— Begin The records —

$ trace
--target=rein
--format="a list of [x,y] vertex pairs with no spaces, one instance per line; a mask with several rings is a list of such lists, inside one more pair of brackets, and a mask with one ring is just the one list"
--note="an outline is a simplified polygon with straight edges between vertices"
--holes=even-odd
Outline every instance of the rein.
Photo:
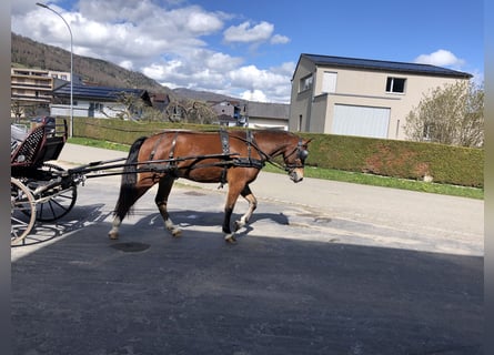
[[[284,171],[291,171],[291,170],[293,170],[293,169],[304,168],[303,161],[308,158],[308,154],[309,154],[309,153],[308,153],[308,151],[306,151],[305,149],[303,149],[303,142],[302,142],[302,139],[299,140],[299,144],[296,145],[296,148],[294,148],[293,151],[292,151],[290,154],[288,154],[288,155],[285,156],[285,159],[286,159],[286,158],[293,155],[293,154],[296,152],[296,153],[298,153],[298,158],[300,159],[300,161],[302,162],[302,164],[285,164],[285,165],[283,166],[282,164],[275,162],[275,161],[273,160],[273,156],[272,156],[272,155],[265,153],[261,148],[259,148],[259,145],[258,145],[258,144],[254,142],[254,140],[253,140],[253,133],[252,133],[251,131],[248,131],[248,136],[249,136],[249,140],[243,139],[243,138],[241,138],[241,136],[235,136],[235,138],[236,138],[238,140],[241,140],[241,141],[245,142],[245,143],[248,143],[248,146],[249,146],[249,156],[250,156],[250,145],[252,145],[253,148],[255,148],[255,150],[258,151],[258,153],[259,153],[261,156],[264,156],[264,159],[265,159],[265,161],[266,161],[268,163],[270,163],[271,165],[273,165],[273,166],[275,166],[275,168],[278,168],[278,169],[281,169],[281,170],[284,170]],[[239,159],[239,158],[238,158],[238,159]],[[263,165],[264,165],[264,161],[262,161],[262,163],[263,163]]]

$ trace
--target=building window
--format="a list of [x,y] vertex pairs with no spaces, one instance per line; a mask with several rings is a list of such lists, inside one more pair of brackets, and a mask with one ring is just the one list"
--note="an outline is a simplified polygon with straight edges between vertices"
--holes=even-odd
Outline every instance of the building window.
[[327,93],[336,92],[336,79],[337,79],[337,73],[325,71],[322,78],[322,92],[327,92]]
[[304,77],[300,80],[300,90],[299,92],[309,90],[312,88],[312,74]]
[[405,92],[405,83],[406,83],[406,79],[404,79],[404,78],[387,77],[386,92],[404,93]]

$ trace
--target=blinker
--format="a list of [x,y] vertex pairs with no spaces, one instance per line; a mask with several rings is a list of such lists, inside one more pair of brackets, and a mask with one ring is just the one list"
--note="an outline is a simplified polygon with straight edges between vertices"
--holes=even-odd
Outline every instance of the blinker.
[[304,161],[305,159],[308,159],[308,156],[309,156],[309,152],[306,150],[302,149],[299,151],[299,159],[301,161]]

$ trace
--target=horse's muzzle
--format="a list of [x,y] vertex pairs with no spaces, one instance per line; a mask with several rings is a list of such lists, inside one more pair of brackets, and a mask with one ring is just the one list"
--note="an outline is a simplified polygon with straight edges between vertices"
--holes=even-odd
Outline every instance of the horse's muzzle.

— End The records —

**Goal**. Your task is to retype all the entries exactly and leave out any pictures.

**Exercise output**.
$ trace
--target=rein
--format="a list of [x,y] vertex pairs with no spaces, one instance per line; a mask with several rings is a list of such lists, inside one more pair of brackets, and a mask with one ring is just the one list"
--note="an outline is a simplified polygon with straight edges between vertices"
--holes=even-odd
Outline every instance of the rein.
Photo:
[[[284,171],[291,171],[291,170],[293,170],[293,169],[304,168],[303,161],[308,158],[308,154],[309,154],[309,153],[308,153],[308,151],[306,151],[305,149],[303,149],[303,142],[302,142],[302,139],[299,140],[299,144],[296,145],[296,148],[294,148],[293,151],[292,151],[290,154],[288,154],[288,155],[285,156],[285,159],[286,159],[286,158],[293,155],[293,154],[296,152],[296,153],[298,153],[298,158],[300,159],[300,161],[302,162],[302,164],[285,164],[285,165],[283,166],[282,164],[275,162],[275,161],[273,160],[273,156],[272,156],[272,155],[265,153],[261,148],[259,148],[259,145],[258,145],[258,144],[254,142],[254,140],[253,140],[253,133],[252,133],[251,131],[248,131],[248,136],[249,136],[249,140],[243,139],[243,138],[241,138],[241,136],[235,136],[235,138],[236,138],[238,140],[241,140],[241,141],[245,142],[245,143],[248,143],[248,146],[249,146],[249,156],[250,156],[250,145],[252,145],[253,148],[255,148],[255,150],[258,151],[258,153],[259,153],[261,156],[264,156],[264,159],[265,159],[265,161],[266,161],[268,163],[270,163],[271,165],[273,165],[273,166],[275,166],[275,168],[278,168],[278,169],[281,169],[281,170],[284,170]],[[239,159],[239,158],[238,158],[238,159]],[[263,165],[264,165],[264,161],[262,161],[262,163],[263,163]]]

$ trace
--target=building window
--format="a list of [x,y] vertex pairs with no spaces, one instance per line; a mask with several rings is a list of such lists, inside one more pair of brackets, and a mask with one ring is just the one list"
--note="an outline is a simplified polygon with straight edges between vertices"
--holes=even-odd
Outline every instance of the building window.
[[327,93],[336,92],[336,79],[337,79],[337,73],[325,71],[322,78],[322,92],[327,92]]
[[304,77],[300,80],[300,90],[299,92],[309,90],[312,88],[312,74]]
[[405,92],[405,83],[406,83],[406,79],[404,79],[404,78],[387,77],[386,92],[404,93]]

$ trace
--target=blinker
--format="a list of [x,y] vertex pairs with no spaces, one instance per line; a mask with several rings is a list of such lists, inside one more pair of brackets, and a mask with one ring is just the one list"
--note="an outline is a simplified polygon with straight edges between vertices"
--holes=even-odd
Outline every instance of the blinker.
[[304,161],[305,159],[308,159],[308,156],[309,156],[309,152],[306,150],[302,149],[299,151],[299,159],[301,161]]

$ trace
--target=horse's muzzle
--format="a list of [x,y] vertex pairs with no spaces, one instance per line; a mask with several rings is a list of such lists, inside one more pair of brackets, and a mask with one ring is just the one list"
--note="an outline is a simplified polygon with straight edges between vertices"
--holes=even-odd
Outline every instance of the horse's muzzle.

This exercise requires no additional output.